• [WHAT IS EXPECTED]:
Count the lines in the data below that contain the string "white", and reply with only that number.

• [DATA EXCERPTS]:

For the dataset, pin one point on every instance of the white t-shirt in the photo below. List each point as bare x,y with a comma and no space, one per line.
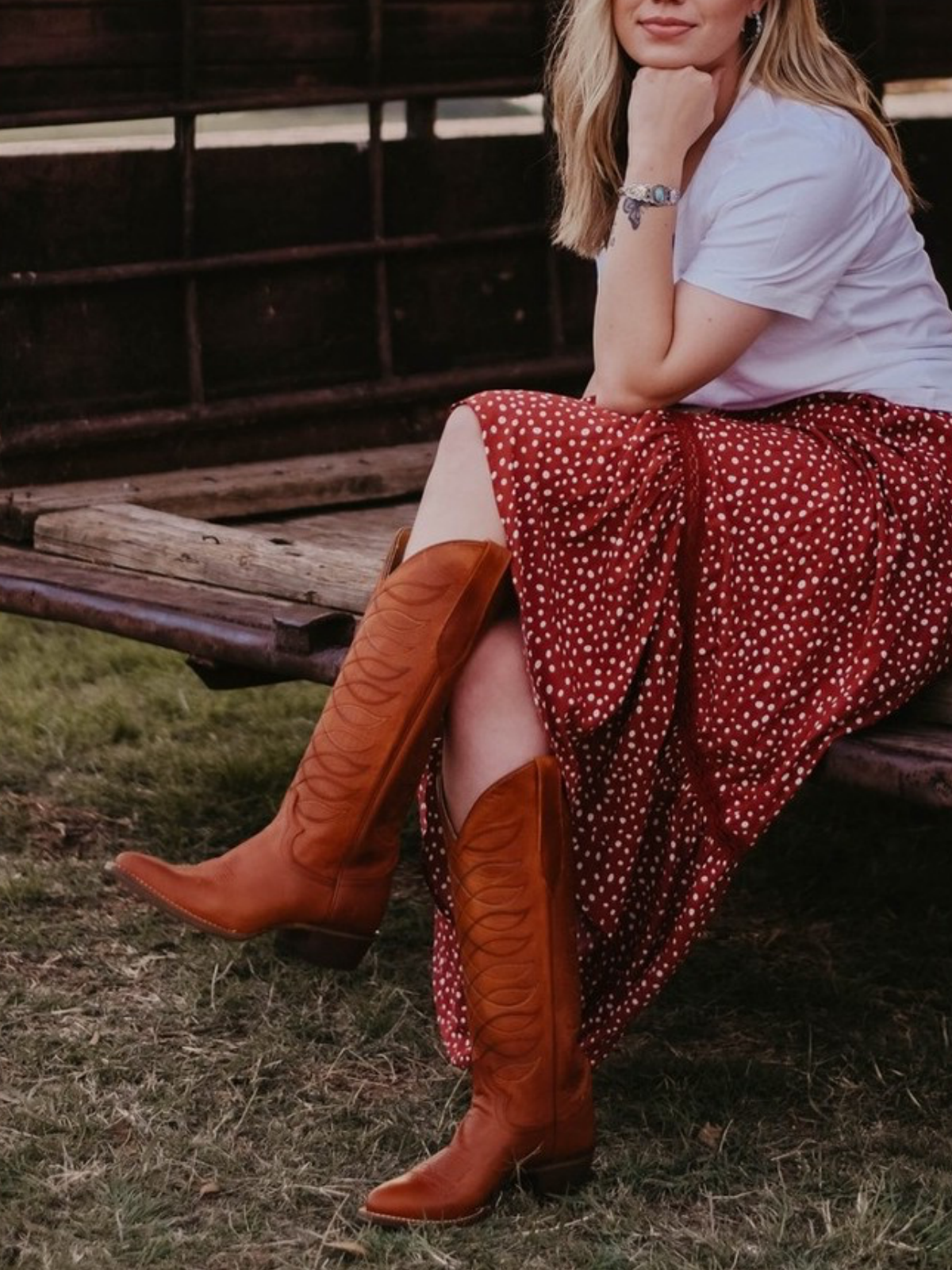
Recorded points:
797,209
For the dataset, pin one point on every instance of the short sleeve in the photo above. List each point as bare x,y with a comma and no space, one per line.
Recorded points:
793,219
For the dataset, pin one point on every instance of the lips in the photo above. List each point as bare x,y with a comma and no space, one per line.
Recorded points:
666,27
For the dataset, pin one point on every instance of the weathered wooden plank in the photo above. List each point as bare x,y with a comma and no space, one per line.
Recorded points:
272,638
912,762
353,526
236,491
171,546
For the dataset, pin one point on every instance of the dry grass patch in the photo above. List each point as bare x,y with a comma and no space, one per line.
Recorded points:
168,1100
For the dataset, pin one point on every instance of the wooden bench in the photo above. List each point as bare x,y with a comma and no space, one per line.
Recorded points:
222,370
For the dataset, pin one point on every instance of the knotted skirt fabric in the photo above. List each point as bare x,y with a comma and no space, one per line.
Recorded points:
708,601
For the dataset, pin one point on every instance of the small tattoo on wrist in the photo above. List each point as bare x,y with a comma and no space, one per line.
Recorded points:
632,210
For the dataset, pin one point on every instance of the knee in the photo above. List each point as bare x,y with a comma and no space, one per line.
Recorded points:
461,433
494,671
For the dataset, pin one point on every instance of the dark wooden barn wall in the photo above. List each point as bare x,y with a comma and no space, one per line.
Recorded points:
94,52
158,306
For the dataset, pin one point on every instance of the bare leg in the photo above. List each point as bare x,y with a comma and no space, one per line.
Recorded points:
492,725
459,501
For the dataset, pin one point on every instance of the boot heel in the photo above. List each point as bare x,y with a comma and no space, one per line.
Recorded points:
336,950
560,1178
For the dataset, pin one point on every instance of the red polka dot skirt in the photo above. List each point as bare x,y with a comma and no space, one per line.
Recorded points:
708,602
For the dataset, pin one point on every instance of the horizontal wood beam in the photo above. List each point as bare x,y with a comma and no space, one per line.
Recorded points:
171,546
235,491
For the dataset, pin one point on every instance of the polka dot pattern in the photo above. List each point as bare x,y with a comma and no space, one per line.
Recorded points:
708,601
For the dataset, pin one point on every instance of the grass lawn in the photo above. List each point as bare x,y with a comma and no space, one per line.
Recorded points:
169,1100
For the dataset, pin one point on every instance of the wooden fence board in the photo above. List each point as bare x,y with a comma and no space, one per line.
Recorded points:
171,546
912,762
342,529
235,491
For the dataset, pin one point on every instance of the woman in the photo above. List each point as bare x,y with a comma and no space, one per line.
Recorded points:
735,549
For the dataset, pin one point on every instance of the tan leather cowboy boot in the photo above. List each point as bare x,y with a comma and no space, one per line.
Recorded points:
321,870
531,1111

---

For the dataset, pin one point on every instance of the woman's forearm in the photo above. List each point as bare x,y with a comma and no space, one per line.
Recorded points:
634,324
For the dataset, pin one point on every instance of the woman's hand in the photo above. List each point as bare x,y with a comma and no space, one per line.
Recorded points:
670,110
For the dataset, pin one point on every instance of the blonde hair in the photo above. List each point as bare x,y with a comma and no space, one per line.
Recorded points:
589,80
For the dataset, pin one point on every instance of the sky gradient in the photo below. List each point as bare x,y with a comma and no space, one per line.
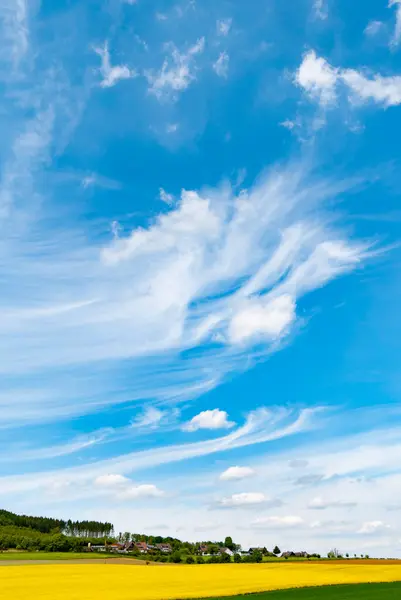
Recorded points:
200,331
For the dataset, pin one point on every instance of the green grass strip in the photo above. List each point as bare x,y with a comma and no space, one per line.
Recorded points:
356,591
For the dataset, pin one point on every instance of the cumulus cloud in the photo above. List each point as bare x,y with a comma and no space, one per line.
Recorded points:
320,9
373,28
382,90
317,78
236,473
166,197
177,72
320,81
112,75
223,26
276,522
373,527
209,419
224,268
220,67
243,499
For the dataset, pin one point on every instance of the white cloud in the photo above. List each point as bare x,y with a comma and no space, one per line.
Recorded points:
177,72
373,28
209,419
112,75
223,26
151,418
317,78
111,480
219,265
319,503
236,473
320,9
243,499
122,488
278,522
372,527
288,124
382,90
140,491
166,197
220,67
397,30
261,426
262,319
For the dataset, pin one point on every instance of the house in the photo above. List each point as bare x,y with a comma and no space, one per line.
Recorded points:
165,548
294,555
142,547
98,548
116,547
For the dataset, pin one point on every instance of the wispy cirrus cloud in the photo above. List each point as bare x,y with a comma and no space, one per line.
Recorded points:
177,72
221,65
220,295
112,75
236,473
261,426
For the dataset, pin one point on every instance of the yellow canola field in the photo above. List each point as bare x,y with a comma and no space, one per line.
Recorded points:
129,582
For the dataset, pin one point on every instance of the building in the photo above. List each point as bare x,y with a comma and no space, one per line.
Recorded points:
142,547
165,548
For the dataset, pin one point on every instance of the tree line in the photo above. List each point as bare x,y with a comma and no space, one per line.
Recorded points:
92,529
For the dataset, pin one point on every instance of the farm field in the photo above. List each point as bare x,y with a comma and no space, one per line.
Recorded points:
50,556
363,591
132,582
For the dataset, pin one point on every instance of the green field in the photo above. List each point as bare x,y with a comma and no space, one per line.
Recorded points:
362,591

--

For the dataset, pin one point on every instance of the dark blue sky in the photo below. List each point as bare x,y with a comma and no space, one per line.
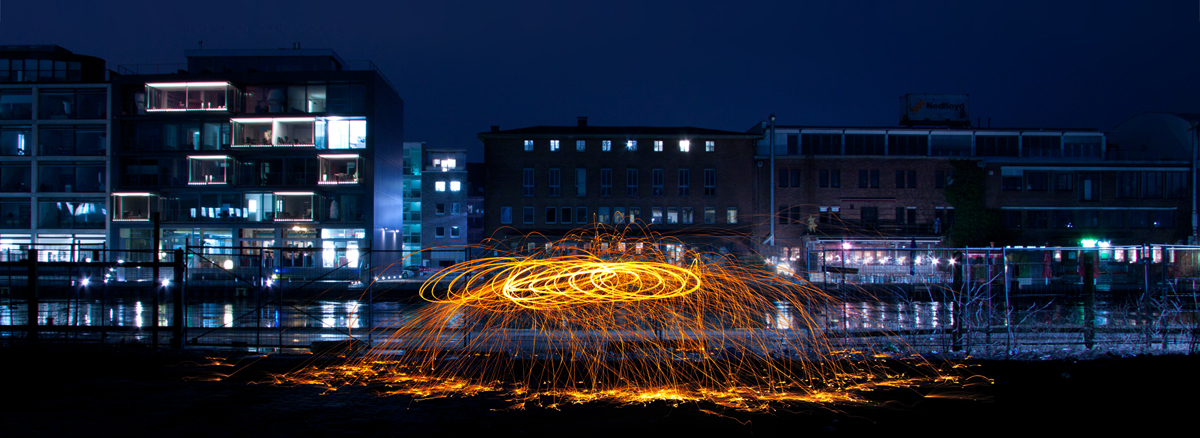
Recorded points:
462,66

• [OUTPUT FOR THIS TASK]:
2